Instructions for the task
Reproduce verbatim the lines of the material below, from the line containing "I need to verify whether the cactus" up to and including the line containing "0, 400, 267]]", and nothing else.

Raw data
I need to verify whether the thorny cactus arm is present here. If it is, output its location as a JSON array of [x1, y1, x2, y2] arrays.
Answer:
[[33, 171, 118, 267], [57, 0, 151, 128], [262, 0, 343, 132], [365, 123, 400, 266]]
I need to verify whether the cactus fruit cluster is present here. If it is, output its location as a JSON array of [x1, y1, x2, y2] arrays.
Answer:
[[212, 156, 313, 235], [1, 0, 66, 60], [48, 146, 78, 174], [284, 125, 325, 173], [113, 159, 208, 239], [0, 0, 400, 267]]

* * *

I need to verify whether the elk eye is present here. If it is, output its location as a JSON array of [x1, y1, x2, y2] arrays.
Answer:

Written answer
I need to verify whether the cactus fruit cluster is present here. If it is, output its location as a JSON array of [x1, y1, x2, y2] arrays.
Answer:
[[212, 156, 313, 235], [1, 0, 66, 60], [48, 146, 78, 174], [284, 125, 325, 173], [113, 159, 208, 239], [0, 0, 400, 267]]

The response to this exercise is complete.